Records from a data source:
——————

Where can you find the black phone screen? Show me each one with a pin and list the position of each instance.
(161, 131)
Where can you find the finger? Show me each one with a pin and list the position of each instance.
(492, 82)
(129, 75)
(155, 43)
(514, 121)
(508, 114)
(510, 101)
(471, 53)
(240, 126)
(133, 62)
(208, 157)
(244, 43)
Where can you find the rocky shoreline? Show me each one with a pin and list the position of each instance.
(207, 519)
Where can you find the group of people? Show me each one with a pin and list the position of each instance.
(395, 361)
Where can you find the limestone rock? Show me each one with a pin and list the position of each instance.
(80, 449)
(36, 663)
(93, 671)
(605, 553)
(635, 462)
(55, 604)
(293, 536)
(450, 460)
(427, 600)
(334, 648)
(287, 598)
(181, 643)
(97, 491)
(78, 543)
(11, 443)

——————

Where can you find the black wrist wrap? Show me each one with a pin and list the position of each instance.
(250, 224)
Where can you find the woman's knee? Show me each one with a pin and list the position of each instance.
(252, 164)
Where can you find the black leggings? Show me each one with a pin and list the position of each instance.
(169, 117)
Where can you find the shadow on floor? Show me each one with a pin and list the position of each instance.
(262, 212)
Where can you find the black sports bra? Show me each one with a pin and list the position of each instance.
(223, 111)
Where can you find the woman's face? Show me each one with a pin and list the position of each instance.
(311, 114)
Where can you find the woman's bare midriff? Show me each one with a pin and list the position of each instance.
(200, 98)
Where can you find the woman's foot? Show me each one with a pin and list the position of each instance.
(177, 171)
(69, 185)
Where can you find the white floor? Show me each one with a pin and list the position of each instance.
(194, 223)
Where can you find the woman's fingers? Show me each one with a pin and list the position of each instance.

——————

YOUR OBJECTIVE:
Transcribe the records above from the line holding "Where can you find the white" down to the line holding "Where can you find the woman's fingers?", inclusive, without adding anything.

EXERCISE OUTPUT:
Where can you find the white floor? Show me each one with a pin and list the position of each instance.
(194, 223)
Where can you find the woman's fingers? Show me each one with a pin and list the position of each instance.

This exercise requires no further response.